====== STORED ROWS

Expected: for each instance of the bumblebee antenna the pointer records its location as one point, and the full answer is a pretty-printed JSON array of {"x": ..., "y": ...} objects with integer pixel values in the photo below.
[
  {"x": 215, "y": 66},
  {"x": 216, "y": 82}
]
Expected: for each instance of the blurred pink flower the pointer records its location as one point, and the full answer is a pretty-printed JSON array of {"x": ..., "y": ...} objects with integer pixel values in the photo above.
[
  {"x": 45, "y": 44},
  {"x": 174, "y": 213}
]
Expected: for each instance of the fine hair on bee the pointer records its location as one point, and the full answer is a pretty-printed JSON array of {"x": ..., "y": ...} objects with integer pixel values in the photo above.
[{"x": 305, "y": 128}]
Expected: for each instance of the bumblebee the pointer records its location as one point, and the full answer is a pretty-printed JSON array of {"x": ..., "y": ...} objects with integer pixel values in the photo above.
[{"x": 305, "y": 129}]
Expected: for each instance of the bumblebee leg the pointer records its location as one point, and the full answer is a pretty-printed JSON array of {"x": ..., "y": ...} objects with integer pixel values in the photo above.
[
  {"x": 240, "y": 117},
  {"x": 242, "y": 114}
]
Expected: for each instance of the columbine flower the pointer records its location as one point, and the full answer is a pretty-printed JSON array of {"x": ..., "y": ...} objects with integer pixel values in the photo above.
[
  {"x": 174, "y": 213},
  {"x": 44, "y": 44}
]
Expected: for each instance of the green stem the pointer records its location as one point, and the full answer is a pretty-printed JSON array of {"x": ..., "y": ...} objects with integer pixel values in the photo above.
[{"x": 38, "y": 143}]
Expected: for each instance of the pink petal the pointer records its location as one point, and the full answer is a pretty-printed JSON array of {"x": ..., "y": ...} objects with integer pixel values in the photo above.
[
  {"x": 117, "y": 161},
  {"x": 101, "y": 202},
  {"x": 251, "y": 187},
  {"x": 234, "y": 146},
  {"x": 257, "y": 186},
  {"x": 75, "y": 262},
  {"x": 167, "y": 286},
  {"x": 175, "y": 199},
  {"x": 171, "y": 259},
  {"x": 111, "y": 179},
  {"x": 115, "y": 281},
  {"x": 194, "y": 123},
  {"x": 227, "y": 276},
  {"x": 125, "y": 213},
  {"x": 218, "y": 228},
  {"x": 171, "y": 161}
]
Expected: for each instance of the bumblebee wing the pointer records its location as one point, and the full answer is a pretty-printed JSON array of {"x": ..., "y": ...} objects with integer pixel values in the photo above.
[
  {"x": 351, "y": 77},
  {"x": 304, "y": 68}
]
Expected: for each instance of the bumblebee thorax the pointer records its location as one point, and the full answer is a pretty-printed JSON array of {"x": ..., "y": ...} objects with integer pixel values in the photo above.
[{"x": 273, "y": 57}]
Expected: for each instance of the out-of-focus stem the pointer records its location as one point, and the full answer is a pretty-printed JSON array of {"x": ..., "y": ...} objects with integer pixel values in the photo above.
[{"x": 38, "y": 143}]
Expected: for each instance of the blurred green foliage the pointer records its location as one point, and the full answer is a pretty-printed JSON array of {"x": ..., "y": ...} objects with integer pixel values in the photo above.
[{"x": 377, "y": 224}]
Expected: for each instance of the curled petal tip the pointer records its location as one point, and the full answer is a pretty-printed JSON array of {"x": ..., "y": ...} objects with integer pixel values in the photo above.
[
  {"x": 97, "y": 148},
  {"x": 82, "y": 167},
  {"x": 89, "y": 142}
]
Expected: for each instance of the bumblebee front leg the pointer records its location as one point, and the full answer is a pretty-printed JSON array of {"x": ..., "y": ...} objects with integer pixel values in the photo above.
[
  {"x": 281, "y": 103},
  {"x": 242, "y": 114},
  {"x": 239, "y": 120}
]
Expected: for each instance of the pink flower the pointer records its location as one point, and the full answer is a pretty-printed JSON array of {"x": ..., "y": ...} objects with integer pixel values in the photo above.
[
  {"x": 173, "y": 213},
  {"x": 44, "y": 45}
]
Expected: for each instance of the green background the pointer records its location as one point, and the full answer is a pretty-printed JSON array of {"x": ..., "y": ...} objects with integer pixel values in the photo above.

============

### TASK REQUIREMENTS
Write out everything in the listing above, from the line containing "Expected: for each instance of the pink flower" down to the last line of the listing, keeping each line word for word.

### FINAL RESULT
Expected: for each instance of the pink flower the pointer records its location as one point, and the full answer is a pretty-printed JSON array of {"x": ..., "y": ...} objects with integer pixel values in the photo above.
[
  {"x": 173, "y": 213},
  {"x": 44, "y": 45}
]
Expected: for each instance of the green background the pointer records its location as one point, and the full answer is a pretty-printed JSON array of {"x": ..., "y": ...} objects with integer pixel values in the photo above.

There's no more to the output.